+++ Data supplied

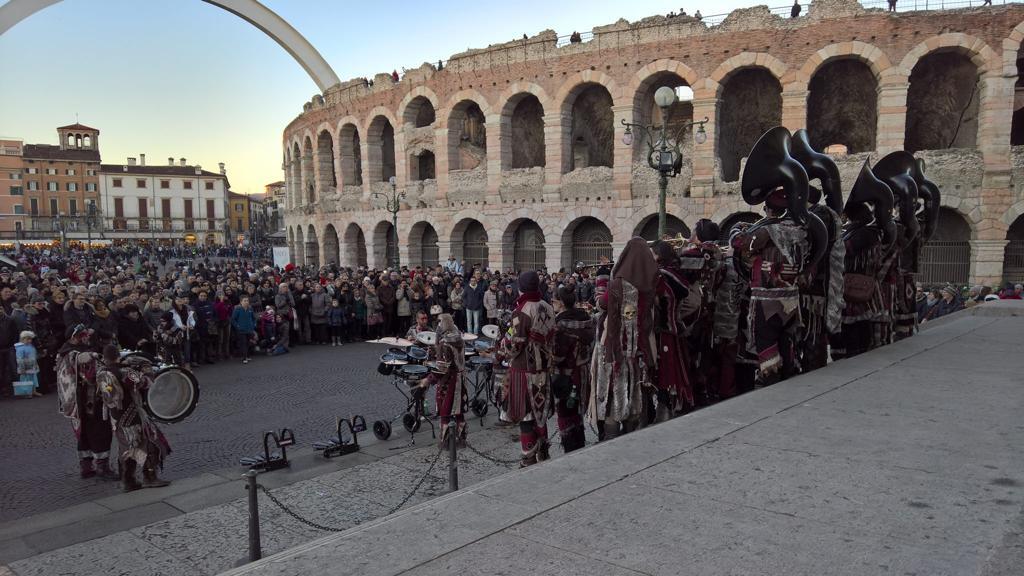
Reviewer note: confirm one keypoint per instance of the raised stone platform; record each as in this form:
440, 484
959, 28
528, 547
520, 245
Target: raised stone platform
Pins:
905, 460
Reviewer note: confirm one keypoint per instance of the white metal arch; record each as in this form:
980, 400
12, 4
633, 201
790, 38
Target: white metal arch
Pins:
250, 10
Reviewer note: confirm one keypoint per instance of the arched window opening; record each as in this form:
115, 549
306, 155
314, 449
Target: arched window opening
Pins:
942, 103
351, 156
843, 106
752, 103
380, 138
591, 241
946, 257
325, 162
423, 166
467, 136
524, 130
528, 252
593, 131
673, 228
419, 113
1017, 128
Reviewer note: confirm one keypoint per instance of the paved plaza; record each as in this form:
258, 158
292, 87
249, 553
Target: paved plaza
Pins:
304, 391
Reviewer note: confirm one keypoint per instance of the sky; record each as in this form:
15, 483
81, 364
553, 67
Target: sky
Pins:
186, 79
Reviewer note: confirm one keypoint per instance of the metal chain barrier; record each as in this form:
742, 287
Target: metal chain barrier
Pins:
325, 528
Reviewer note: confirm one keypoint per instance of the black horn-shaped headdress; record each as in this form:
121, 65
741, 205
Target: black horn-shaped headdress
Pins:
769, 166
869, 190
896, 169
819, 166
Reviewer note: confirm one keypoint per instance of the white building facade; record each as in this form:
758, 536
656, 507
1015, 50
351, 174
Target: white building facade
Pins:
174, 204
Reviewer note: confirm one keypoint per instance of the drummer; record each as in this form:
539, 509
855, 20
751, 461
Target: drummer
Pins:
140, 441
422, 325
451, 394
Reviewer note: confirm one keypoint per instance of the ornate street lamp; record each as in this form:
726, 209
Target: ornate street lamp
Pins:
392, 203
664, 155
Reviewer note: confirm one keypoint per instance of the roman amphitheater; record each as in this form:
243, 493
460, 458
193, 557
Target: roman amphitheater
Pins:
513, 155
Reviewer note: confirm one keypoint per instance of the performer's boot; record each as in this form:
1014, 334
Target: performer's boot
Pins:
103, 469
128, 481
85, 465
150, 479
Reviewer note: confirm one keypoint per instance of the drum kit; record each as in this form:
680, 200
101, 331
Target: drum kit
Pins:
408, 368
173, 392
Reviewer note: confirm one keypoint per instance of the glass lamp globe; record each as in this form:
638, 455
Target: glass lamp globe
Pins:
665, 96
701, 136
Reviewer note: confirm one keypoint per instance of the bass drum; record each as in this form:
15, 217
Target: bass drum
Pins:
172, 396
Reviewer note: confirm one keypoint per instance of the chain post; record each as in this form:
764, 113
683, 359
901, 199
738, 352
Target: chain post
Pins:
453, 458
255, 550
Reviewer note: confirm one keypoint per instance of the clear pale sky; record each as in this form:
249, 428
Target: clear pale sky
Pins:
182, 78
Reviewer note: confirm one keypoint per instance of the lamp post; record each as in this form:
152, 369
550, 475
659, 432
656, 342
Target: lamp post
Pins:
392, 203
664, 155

++++++

> _What you have to do_: All lines with the word "pale" should be copied from the material above.

> _Written solution_:
Reviewer note: confirm one keypoint per instance of the clear pale sky; record each as in this form:
Target: clear pale sky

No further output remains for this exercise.